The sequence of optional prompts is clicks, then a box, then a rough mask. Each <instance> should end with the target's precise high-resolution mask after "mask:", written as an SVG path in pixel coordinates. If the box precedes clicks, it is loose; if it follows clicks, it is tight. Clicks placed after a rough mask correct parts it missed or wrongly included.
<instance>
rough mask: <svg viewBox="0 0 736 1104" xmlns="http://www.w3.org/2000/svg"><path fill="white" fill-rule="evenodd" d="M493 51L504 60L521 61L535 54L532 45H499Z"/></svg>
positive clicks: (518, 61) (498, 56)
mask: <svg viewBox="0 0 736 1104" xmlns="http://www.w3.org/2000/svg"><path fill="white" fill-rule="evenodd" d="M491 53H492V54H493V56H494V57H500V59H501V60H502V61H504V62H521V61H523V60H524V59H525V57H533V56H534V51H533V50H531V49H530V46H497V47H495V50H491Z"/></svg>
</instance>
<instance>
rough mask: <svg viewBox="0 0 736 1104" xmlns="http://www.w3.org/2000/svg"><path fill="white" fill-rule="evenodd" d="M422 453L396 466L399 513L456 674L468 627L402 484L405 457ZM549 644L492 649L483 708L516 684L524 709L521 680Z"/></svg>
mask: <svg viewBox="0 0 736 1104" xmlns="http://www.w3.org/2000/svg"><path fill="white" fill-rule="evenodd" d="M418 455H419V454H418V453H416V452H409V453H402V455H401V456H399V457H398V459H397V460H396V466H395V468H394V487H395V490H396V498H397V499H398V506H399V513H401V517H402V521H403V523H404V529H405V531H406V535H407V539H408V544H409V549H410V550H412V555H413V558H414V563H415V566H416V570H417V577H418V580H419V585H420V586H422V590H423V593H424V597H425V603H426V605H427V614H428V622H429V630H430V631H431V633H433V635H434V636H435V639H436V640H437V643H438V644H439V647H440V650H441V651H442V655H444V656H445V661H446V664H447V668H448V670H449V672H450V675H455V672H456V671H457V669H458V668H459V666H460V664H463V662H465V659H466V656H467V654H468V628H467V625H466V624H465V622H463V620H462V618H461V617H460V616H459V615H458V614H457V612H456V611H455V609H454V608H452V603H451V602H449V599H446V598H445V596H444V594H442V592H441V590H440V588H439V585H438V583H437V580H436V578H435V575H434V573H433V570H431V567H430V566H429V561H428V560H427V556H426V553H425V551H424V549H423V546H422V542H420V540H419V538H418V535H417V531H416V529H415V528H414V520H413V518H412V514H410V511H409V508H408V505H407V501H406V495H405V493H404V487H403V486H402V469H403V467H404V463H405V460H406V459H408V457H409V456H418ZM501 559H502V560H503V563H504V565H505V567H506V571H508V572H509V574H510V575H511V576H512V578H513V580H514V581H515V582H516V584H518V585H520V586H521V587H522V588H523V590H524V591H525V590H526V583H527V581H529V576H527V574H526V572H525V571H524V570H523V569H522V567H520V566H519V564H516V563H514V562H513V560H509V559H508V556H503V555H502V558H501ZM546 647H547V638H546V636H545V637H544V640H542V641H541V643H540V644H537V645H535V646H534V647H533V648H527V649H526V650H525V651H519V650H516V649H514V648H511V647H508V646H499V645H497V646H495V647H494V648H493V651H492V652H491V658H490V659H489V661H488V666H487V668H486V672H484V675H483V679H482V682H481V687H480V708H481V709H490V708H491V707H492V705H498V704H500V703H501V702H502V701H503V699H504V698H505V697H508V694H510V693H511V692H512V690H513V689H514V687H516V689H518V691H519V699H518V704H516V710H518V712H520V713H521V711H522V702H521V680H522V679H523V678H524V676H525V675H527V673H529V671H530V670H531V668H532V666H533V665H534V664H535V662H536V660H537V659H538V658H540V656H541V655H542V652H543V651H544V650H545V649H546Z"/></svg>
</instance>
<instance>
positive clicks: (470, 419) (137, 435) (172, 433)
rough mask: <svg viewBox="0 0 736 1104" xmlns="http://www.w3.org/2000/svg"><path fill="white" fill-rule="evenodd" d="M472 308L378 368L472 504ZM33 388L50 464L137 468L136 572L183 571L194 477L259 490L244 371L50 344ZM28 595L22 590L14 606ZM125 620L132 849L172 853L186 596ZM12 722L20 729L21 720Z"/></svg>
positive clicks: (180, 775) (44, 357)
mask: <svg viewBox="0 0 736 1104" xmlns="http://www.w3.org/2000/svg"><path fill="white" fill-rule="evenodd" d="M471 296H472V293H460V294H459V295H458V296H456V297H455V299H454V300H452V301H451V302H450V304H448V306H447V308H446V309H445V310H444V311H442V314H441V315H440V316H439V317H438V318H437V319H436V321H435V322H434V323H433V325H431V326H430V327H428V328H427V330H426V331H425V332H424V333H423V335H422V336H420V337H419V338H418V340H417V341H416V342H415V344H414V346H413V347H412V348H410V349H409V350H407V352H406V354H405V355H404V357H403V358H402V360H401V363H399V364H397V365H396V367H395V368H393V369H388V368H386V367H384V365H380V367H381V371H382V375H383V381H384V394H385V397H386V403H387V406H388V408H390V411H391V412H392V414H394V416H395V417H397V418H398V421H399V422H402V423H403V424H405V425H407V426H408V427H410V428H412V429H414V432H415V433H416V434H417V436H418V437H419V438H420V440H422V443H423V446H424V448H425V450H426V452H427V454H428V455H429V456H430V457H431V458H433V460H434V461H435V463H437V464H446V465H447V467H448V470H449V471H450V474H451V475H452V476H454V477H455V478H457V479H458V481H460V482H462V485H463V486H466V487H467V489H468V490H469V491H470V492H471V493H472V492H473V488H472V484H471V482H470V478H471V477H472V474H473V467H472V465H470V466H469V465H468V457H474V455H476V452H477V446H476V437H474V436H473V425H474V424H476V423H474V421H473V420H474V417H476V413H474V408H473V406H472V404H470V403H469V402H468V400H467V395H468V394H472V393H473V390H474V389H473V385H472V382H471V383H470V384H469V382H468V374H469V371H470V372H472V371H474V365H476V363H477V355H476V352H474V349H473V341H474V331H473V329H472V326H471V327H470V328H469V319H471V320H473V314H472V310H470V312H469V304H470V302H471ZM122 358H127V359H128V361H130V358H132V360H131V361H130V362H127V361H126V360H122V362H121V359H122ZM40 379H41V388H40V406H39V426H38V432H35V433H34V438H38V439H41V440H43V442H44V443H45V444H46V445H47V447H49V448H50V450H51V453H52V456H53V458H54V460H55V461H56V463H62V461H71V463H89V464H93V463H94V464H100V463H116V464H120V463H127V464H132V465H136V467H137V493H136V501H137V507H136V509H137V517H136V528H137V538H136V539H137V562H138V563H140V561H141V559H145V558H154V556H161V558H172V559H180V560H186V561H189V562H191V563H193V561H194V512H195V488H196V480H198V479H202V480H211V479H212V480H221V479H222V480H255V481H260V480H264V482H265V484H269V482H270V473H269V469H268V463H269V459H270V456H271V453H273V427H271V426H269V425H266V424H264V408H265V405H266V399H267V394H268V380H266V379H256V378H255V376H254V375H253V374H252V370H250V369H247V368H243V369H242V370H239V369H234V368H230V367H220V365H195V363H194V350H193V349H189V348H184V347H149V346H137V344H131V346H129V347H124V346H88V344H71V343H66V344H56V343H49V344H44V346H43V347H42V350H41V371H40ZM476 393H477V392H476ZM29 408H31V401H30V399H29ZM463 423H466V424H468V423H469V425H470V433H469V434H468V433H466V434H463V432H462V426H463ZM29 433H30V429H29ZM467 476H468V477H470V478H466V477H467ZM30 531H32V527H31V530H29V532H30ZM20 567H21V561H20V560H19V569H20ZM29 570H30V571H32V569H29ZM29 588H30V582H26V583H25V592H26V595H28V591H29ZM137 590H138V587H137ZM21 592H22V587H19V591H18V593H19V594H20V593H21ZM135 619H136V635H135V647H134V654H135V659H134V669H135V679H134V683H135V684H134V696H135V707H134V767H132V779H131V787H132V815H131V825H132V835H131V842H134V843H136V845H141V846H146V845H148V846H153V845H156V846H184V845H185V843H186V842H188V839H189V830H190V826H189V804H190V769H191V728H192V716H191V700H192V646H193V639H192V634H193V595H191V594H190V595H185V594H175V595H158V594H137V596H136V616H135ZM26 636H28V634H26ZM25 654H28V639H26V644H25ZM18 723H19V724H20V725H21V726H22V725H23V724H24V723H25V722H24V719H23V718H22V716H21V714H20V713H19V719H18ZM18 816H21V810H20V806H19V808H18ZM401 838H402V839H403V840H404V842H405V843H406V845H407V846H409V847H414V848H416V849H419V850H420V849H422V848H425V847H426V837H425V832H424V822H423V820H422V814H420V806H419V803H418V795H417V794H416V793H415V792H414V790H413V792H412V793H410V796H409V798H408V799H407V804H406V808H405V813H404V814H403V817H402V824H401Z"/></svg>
•••••
- DIRECTIONS -
Restate word for word the lines of the data above, starting at the line containing "positive clicks: (470, 419)" and ending at the line containing "308L378 368L472 504ZM33", both included, and nothing more.

- RESPONSE BELOW -
positive clicks: (470, 419) (137, 435) (172, 433)
rough mask: <svg viewBox="0 0 736 1104" xmlns="http://www.w3.org/2000/svg"><path fill="white" fill-rule="evenodd" d="M472 308L378 368L472 504ZM33 388L50 464L137 468L136 572L183 571L194 477L259 490L244 371L50 344ZM28 595L22 590L14 606ZM125 620L132 849L172 853L186 596ZM12 722L20 729L21 720Z"/></svg>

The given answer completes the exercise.